GIVEN INSTRUCTION - Locate every line in the records containing the word "shorts" and copy each one out. Match case exactly.

-- Begin INPUT --

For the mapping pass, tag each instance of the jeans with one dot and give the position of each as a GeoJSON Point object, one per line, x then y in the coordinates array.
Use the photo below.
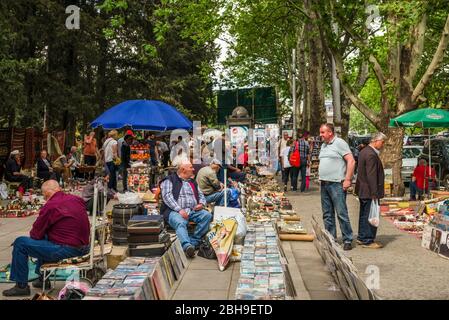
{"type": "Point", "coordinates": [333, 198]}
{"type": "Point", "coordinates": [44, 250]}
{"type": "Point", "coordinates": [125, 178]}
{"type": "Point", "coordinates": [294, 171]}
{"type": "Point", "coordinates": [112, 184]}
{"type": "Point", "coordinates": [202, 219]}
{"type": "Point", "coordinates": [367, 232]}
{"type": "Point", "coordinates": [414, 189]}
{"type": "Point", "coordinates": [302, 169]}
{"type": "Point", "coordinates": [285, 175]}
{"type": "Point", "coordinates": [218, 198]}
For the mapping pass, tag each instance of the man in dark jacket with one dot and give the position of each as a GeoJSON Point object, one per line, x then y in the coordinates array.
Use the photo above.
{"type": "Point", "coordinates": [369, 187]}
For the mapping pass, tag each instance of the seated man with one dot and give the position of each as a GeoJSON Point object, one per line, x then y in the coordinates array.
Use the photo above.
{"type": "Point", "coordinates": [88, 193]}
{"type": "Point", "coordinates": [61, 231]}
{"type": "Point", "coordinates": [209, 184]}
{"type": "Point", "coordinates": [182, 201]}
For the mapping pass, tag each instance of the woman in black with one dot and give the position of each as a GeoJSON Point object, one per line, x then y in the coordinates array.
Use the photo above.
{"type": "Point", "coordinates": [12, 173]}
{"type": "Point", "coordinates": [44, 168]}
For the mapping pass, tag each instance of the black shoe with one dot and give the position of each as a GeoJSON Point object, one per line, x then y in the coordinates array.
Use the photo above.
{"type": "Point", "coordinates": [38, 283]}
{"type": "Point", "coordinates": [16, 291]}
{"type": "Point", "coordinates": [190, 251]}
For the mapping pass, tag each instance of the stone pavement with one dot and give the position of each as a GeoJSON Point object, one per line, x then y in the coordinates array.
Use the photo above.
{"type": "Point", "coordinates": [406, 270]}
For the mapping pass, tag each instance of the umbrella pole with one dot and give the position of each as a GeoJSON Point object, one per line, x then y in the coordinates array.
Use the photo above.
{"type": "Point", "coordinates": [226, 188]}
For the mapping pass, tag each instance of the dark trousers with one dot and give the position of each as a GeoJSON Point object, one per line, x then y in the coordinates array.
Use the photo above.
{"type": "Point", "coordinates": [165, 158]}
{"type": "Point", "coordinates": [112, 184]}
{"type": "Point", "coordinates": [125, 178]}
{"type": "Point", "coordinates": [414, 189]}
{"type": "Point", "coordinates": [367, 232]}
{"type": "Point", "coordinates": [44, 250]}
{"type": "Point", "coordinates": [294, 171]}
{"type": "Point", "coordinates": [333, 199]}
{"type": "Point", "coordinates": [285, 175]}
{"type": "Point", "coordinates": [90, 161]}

-- End INPUT --
-- Begin INPUT --

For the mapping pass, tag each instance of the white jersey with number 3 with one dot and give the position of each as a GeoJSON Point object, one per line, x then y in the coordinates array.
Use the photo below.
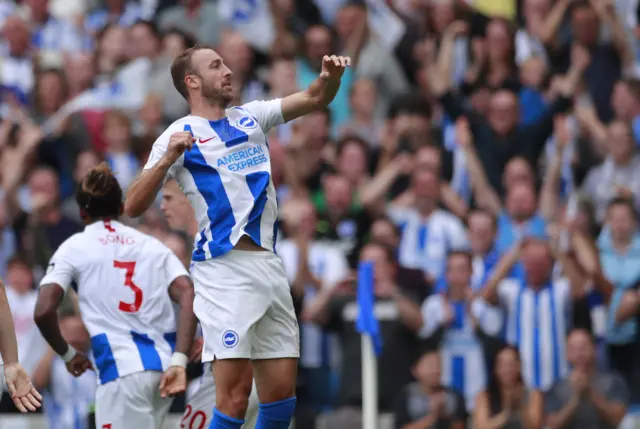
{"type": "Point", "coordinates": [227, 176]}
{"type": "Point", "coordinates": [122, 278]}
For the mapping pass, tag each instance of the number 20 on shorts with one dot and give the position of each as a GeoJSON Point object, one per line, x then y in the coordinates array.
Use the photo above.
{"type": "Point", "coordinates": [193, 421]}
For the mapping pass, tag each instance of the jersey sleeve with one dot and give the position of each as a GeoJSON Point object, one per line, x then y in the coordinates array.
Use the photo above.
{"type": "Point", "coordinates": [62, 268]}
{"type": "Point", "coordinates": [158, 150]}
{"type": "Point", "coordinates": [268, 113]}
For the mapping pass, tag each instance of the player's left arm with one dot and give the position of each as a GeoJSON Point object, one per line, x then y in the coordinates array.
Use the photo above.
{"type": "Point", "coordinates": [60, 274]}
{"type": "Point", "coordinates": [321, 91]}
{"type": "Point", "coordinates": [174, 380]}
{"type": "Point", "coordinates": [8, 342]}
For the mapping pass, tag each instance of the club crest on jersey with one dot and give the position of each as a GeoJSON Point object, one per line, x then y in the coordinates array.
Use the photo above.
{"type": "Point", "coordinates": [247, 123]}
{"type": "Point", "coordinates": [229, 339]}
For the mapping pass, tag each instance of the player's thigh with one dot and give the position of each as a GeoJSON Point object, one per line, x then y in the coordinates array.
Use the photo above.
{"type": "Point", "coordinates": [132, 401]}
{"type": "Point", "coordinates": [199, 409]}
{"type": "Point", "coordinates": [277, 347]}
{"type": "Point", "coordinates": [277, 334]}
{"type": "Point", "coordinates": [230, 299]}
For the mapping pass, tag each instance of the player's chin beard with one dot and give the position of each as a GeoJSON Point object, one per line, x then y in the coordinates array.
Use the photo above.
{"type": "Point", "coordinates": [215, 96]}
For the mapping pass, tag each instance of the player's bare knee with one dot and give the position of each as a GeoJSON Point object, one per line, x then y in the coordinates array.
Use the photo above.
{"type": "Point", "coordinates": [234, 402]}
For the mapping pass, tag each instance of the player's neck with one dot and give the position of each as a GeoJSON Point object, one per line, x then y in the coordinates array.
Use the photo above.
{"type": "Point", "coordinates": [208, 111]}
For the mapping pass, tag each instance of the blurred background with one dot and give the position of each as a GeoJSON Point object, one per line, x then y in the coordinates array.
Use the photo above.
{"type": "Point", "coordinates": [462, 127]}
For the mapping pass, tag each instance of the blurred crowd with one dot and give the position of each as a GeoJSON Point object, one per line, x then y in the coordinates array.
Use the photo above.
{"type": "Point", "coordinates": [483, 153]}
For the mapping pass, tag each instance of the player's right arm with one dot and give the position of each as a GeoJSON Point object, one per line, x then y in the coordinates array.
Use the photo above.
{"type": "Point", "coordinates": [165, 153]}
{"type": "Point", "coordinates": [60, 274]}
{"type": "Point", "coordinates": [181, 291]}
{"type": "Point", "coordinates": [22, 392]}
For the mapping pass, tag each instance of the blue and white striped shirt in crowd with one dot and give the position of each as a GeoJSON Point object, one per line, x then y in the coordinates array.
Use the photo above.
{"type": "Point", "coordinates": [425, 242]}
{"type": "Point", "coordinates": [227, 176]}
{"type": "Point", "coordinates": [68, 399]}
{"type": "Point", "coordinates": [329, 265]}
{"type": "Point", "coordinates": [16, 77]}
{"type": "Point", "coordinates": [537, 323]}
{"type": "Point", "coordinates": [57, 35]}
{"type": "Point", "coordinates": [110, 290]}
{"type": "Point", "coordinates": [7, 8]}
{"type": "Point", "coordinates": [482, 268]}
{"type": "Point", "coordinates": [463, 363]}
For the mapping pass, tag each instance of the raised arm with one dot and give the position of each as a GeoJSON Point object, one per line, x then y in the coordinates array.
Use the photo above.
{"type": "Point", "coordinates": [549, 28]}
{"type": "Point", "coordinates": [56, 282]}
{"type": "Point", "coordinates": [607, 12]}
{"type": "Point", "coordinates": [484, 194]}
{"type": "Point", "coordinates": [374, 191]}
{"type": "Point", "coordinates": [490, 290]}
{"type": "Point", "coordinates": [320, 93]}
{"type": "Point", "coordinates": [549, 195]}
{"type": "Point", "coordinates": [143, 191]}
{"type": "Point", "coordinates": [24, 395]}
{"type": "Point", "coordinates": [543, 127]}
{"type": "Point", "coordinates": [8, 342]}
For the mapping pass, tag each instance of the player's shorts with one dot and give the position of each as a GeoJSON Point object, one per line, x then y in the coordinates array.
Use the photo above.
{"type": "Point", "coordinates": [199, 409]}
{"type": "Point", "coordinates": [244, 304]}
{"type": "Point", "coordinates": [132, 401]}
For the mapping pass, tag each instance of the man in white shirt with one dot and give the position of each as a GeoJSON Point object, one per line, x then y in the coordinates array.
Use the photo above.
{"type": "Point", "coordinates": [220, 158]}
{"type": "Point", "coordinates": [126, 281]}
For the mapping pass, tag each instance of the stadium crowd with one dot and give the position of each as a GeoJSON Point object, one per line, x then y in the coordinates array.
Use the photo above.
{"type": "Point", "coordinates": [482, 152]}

-- End INPUT --

RESPONSE BELOW -
For the mapping pass, tag each instance of the number 20 on shorts with one dot and give the position of each as a GeoJSON Point object, one per line, x then y in the coordinates array.
For the mapping pass, tag each instance of the player's shorts with one dot and give the position of each as a GeoJSON Point object, one per line, x then y in the coordinates array.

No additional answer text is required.